Excerpted passage:

By Jacqueline Hanoman
It is 3:06 p.m. on Friday, Sept. 24, 2021, and as I stand in the parking lot at our center, I look around at the open-air health fair taking place with a smile. So many people participating! There are Healthy Lifestyle Center and Open Door Health Services booths everywhere, with smiling nurses, community health workers, a doctor, medical students, and nutritionists spending time with our community friends; giving out flu shots and COVID vaccines, sharing health resources, preparing delicious healthy food, doing chair yoga, blood pressure checks and giving out blood pressure monitors, weight scales, and so much more. Community friends lined up for our weekly community market that starts at 4:00 p.m. have come out of their cars to walk around, see what is being offered, and participate. I see them asking questions, in some cases with a little nervousness, but their questions are answered with a smile. It is good to see this.
Forty-five minutes later, we begin our weekly community market. Our community friends walk down our large display of dry goods, breads, sweets, meats, fruit, vegetables, and other goods, choosing what they want, several kindly declining to take what they don’t need saying, “no, keep it for someone who needs it.” This expression of generosity from persons who are facing the challenges of varying levels of food instability in these trying times touches me. I feel humbled by their sensibility. As they come to choose the fruit and vegetables that they want, they then turn to Toni at the YMCA bus that comes every Friday with a small busload of prepacked healthy meals to give away to families, to supplement what they have chosen at our market and what they may (or may not) have at home. Together, we ensure that families make it through the next few days.
It is noon on Saturday, Sept. 25, 2021, and I stand in our gym looking around with a smile at the Kinship Appreciation event that the Department of Child Services is hosting at our center. There are so many different service providers at tables all around the gym, sharing resources with the kinship families, chatting with them, and lending them a helping hand. I see the love and grace in the faces of the foster and kinship parents towards the kids they are taking care of. They are here for them to give them more opportunities and resources to grow and thrive. I see the kindness on the faces of the diverse service providers. They are here because they are dedicated to supporting these families. Together, they continue to create a strong web of support for these kinship families. As the Executive Director of our center, I am honored that we are able to support them in creating this wonderful space of connectivity.
As the Ross Community Center grows as an organization, the power of connectivity is becoming one of our strengths and points of pride. We not only believe in connecting people; we thrive on it. We are stronger because we can bring people together to build community. It is part of our mission, after all! We build community by providing and promoting programs, services, and activities to advance education, health, and wellness in our diverse community. What we have been doing these last two days is promoting the services of others, as well as our own, connecting people in dynamic and mutually beneficial ways.
Today, I am a very happy leader of my organization. We are fulfilling our mission. And this is what making a meaningful difference is about.

Provided information:
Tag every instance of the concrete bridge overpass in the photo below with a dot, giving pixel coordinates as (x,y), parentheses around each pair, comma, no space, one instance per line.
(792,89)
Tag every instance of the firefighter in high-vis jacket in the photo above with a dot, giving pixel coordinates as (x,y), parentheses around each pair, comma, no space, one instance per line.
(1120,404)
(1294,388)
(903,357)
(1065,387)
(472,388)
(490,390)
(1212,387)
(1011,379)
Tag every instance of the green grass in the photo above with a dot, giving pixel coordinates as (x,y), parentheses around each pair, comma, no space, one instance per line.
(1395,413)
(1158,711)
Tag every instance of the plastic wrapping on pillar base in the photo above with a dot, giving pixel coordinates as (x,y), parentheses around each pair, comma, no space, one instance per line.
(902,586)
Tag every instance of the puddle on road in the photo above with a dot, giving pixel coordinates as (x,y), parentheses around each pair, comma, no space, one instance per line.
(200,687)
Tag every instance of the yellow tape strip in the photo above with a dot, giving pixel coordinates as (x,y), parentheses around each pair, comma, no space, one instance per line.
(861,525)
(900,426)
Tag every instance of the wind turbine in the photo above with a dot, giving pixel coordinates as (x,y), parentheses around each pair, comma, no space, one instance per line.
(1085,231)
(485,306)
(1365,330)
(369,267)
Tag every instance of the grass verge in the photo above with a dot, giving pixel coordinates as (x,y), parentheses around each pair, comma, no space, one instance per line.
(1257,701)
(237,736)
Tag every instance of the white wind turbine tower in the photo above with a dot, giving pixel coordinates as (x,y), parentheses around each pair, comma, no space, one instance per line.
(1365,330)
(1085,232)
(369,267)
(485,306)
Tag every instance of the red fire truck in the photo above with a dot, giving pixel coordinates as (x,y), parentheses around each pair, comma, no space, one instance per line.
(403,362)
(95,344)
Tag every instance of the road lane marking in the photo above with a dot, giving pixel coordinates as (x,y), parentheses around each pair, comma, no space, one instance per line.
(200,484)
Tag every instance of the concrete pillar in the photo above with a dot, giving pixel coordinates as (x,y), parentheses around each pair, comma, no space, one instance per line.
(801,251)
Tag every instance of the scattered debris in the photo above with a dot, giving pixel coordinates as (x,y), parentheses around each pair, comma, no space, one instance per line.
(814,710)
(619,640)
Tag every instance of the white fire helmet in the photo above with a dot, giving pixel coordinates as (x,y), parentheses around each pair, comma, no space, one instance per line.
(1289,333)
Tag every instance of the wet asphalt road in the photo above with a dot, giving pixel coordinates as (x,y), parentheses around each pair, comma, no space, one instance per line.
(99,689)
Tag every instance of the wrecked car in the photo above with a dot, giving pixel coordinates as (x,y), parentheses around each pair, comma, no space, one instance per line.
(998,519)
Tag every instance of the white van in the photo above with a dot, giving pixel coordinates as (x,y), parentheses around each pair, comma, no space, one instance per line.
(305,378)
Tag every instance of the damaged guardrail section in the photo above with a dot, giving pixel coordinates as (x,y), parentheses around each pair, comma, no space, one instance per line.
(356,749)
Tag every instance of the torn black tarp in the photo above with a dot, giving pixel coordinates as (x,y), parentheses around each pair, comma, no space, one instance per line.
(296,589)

The task:
Summarize the account of the Ross Community Center's two days of events in three sentences. The lines are not needed for this.

Response to this task:
On Friday, Sept. 24, 2021, the center held an open-air health fair with flu shots, COVID vaccines, health resources and blood pressure checks, and then its weekly community market, where a YMCA bus also gave away prepacked healthy meals. On Saturday, Sept. 25, the Department of Child Services hosted a Kinship Appreciation event in the center's gym, where service providers shared resources with foster and kinship families. The center's Executive Director calls connecting people one of its strengths and part of its mission, and says these days show the center fulfilling that mission.